• Given instruction:
Reproduce each of the following lines without any change, but omit the pictures from your copy.

• Data entries:
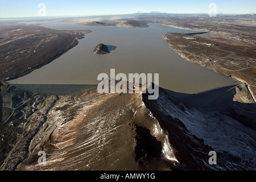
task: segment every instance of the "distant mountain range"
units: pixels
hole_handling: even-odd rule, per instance
[[[148,13],[155,14],[155,13],[160,13],[159,11],[138,11],[138,12],[137,12],[136,13],[138,13],[138,14],[148,14]]]

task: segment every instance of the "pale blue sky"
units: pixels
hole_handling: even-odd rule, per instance
[[[139,11],[168,13],[208,13],[210,3],[217,13],[256,13],[255,0],[0,0],[0,18],[37,16],[38,5],[46,5],[46,16],[122,14]]]

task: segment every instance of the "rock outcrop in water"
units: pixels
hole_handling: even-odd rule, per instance
[[[255,169],[255,131],[187,106],[161,88],[156,100],[147,92],[97,88],[61,97],[5,82],[0,88],[2,170]],[[208,163],[213,150],[217,165]]]
[[[109,51],[108,46],[101,43],[96,46],[93,50],[93,52],[97,55],[105,55],[106,53],[110,53]]]

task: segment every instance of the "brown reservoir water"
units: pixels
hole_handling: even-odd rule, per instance
[[[183,93],[195,93],[229,85],[234,80],[179,56],[163,38],[167,32],[192,33],[156,23],[145,28],[86,26],[65,23],[47,23],[46,28],[93,32],[79,44],[51,63],[31,73],[9,81],[18,84],[97,84],[101,73],[115,75],[159,73],[159,86]],[[99,43],[108,45],[110,53],[99,55],[93,49]],[[154,82],[154,79],[153,79]]]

• Correct output:
task: segment every instance of the "distant mountain range"
units: pixels
hole_handling: even-odd rule, per instance
[[[148,13],[155,14],[155,13],[160,13],[159,11],[138,11],[138,12],[137,12],[136,13],[138,13],[138,14],[148,14]]]

task: segment every instance of the "pale blue sky"
units: pixels
hole_handling: even-odd rule, per instance
[[[139,11],[168,13],[208,13],[210,3],[217,13],[256,13],[255,0],[0,0],[0,18],[37,16],[38,5],[46,5],[46,16],[122,14]]]

task: segment every instance of the "rock outcrop in water"
units: pixels
hole_handling: even-odd rule, per instance
[[[255,169],[255,131],[187,106],[161,88],[156,100],[147,92],[97,88],[61,97],[5,82],[0,88],[2,170]],[[208,163],[213,150],[217,165]]]
[[[109,51],[108,46],[101,43],[96,46],[93,50],[93,52],[97,55],[105,55],[106,53],[110,53]]]

task: segment every instance of the "brown reservoir water"
units: pixels
hole_handling: even-odd rule, per instance
[[[183,93],[195,93],[229,85],[234,80],[179,56],[163,38],[167,32],[192,33],[156,23],[145,28],[86,26],[65,23],[47,23],[46,28],[93,32],[79,44],[51,63],[31,73],[9,81],[18,84],[97,84],[101,73],[115,75],[159,73],[159,86]],[[99,43],[108,45],[110,53],[99,55],[93,49]],[[154,82],[154,79],[153,79]]]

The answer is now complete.